## START Data for this task
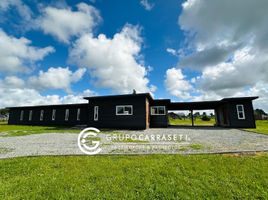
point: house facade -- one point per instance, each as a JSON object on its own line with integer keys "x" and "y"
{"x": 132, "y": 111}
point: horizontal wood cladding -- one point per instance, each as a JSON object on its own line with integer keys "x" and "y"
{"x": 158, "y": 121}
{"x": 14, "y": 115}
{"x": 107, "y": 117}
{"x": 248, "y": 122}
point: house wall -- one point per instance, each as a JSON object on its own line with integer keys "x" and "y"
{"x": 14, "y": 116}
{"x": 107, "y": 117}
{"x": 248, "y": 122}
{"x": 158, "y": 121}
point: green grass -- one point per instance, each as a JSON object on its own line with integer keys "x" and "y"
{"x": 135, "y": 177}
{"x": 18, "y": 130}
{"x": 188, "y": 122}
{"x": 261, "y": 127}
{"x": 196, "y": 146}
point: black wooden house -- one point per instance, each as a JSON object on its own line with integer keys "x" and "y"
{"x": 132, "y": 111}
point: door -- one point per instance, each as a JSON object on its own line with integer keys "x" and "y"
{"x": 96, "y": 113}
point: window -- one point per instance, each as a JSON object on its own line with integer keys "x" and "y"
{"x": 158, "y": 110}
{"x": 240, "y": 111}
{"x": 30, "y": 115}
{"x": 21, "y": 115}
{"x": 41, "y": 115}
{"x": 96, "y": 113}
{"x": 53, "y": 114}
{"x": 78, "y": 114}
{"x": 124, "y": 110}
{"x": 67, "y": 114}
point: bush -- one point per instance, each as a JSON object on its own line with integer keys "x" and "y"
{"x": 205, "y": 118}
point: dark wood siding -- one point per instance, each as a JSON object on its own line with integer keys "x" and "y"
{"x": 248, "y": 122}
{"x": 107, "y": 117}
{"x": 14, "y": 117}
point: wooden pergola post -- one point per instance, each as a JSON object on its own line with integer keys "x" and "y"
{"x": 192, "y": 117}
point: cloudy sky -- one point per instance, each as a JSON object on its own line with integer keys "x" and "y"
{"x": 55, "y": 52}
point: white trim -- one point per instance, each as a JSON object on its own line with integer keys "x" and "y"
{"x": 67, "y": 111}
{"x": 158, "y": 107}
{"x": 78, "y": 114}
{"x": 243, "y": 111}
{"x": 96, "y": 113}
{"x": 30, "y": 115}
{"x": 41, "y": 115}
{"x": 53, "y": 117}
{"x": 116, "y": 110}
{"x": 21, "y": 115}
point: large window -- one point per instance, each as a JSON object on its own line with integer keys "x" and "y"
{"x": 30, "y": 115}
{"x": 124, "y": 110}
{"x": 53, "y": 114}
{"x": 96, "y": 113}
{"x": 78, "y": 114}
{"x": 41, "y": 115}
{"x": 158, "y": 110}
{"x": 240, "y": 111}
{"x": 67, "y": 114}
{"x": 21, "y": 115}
## END Data for this task
Problem - Rewrite the listing above as a Markdown table with the columns Row and Text, numbering each row and skipping blank lines. Leave the pictures out of the table.

In response -
| Row | Text |
|---|---|
| 1 | point: house facade -- one point per instance, each as a JSON object on its own line with integer keys "x" and "y" |
| 2 | {"x": 132, "y": 111} |
| 3 | point: horizontal wood cladding -- one point per instance, each as a JSON object on its own line with integer keys "x" and "y" |
| 4 | {"x": 158, "y": 121} |
| 5 | {"x": 14, "y": 115} |
| 6 | {"x": 107, "y": 117} |
| 7 | {"x": 248, "y": 122} |
| 8 | point: house wall -- one point per instance, each as a JSON object on its own line with integer keys "x" and "y" |
| 9 | {"x": 14, "y": 116} |
| 10 | {"x": 107, "y": 117} |
| 11 | {"x": 248, "y": 122} |
| 12 | {"x": 158, "y": 121} |
| 13 | point: green grass -- one point per instance, each as a JSON object on its own line with integer keys "x" and "y" |
| 14 | {"x": 135, "y": 177} |
| 15 | {"x": 18, "y": 130} |
| 16 | {"x": 188, "y": 122} |
| 17 | {"x": 261, "y": 127} |
| 18 | {"x": 196, "y": 146} |
| 19 | point: black wooden house -- one point per instance, each as a JSON object on its own line with integer keys "x" and "y" |
| 20 | {"x": 132, "y": 111} |
| 21 | point: door -- one point per instance, each as a JSON object on its own line with integer keys "x" and "y" |
| 22 | {"x": 96, "y": 113} |
| 23 | point: window -- one point per instance, each as a JSON object on its own line with integer keys "x" and "y" |
| 24 | {"x": 158, "y": 110} |
| 25 | {"x": 240, "y": 111} |
| 26 | {"x": 30, "y": 115} |
| 27 | {"x": 21, "y": 115} |
| 28 | {"x": 41, "y": 115} |
| 29 | {"x": 96, "y": 113} |
| 30 | {"x": 53, "y": 114} |
| 31 | {"x": 78, "y": 114} |
| 32 | {"x": 124, "y": 110} |
| 33 | {"x": 67, "y": 114} |
| 34 | point: bush -- one point per instance, each as a JSON object on its own line with integer keys "x" and "y" |
| 35 | {"x": 205, "y": 118} |
| 36 | point: dark wood siding -- one point per instance, each as a JSON object on its own line with integer keys "x" and "y" |
| 37 | {"x": 248, "y": 122} |
| 38 | {"x": 107, "y": 117} |
| 39 | {"x": 14, "y": 117} |
| 40 | point: wooden pergola post -- one point per instance, each as a JSON object on its own line with integer keys "x" and "y" |
| 41 | {"x": 192, "y": 117} |
| 42 | point: cloudy sky -- one point per instance, each as a JSON object on its own line with integer keys "x" and "y" |
| 43 | {"x": 55, "y": 52} |
| 44 | point: white trim -- one point per instance, each as a JSON object on its own line with integer keys "x" and "y" |
| 45 | {"x": 67, "y": 111} |
| 46 | {"x": 158, "y": 107} |
| 47 | {"x": 78, "y": 114} |
| 48 | {"x": 243, "y": 111} |
| 49 | {"x": 96, "y": 113} |
| 50 | {"x": 30, "y": 115} |
| 51 | {"x": 41, "y": 115} |
| 52 | {"x": 53, "y": 117} |
| 53 | {"x": 116, "y": 110} |
| 54 | {"x": 21, "y": 115} |
| 55 | point: large window -- one point per instance, each as a JSON object on its own line with integer keys "x" and "y" |
| 56 | {"x": 30, "y": 115} |
| 57 | {"x": 124, "y": 110} |
| 58 | {"x": 53, "y": 114} |
| 59 | {"x": 96, "y": 113} |
| 60 | {"x": 78, "y": 114} |
| 61 | {"x": 41, "y": 115} |
| 62 | {"x": 158, "y": 110} |
| 63 | {"x": 240, "y": 111} |
| 64 | {"x": 67, "y": 114} |
| 65 | {"x": 21, "y": 115} |